*WHAT TO DO*.
(A) In the butterfly passage below, what common name is given for Graphium xenocles?
(B) Continue the great zebra passage below, starting right after its final sentence about the abdomen stripes.

*SOURCE PASSAGE*.
Species of butterfly

Graphium xenocles, the great zebra, is a swallowtail butterfly found in Southeast Asia which is common and not threatened.

==Subspecies==
- G. x. xenocles Sikkim, Assam, Bhutan
- G. x. kephisos (Fruhstorfer, 1902) Burma - Vietnam
- G. x. lindos (Fruhstorfer, 1902) Thailand
- G. x xenoclides Fruhstorfer, 1902 Hainan, Five Finger Mts

==Description==
Male upperside: black forewing with the following greenish or bluish-white streaks and spots: Cell with three transverse, very oblique, broad streaks and two elongate spots near apex; in the type as described the outer two of the three streaks coalescent; broad streaks from base in interspaces la to 3; a series of four rounded spots beyond apex of coll in interspaces 4, 5, 6 and 8, followed by five short streaks that are outwardly truncate or emarginate, in interspaces 4 to 8; lastly, a complete subterminal series of comparatively large rounded spots. Hindwing with similar greenish-white or bluish-white streaks and spots as follows: a broad curved streak in cell; broad streaks from base in interspaces 1 to 7, these streaks vary in length but invariably leave a comparatively broad margin of the ground colour beyond; the streak in interface 7 white, that in interspace 1, and in some specimens in interspace 2 also, with a large yellow spot beyond the apex; lastly, a subterminal series of spots, some or all of which may be absent, but when present the posterior three always somewhat lunular. Underside: fuliginous brown, paler towards the apical area of forewing; markings as on the upperside, but duller and less clearly defined. Antennae, head, thorax and abdomen black; two spots on the head, the thorax and abdomen laterally, white; beneath: the thorax and abdomen white, the latter with a medial and a lateral narrow stripe.

*RECORD EXTRACTS*.
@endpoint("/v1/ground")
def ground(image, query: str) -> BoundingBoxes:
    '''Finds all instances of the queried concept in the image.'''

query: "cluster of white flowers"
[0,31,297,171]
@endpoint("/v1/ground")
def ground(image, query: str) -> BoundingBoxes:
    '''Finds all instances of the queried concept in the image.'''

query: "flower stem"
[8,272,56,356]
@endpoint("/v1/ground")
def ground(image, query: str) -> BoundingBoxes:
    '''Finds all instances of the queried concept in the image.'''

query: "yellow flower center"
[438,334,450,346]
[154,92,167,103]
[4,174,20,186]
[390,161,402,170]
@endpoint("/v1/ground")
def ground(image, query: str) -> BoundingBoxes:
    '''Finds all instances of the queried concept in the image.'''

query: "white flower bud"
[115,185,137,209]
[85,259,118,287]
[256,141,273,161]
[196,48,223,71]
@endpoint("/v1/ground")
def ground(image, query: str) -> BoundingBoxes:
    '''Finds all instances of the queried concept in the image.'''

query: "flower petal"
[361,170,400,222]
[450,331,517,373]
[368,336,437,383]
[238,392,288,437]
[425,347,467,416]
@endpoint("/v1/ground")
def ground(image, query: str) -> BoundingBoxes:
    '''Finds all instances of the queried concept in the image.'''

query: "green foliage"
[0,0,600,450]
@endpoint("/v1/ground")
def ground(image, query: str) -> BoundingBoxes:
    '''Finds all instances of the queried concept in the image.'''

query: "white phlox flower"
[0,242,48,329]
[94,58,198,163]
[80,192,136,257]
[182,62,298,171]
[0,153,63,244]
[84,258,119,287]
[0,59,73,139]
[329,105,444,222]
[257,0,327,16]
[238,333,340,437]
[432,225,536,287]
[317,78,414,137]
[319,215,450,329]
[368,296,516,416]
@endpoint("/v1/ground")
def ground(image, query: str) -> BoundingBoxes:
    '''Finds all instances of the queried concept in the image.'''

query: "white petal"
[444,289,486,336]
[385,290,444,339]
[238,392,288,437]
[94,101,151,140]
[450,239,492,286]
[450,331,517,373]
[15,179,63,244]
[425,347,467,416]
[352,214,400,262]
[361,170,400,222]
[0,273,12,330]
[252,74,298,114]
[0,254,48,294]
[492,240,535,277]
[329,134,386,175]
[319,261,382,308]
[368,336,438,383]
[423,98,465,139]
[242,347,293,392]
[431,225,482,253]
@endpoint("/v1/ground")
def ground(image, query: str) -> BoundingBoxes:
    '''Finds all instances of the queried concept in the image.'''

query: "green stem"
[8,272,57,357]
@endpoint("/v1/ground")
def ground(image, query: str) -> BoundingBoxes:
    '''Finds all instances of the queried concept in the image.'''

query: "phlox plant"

*TASK-BY-TASK ANSWERS*.
(A) The great zebra.

(B)
Female similar to the male with similar markings; those on the hindwing often vary in width more than they do in the males; the ground colour also of the hindwing is generally of a chestnut red, not black or fuliginous.

Karl Jordan in Seitz (pages 105) provides a description differentiating xenocles from nearby taxa and discussing some forms.

==Biology==
Mimic of Parantica melaneus .

==See also==

- Papilionidae
- List of butterflies of India
- List of butterflies of India (Papilionidae)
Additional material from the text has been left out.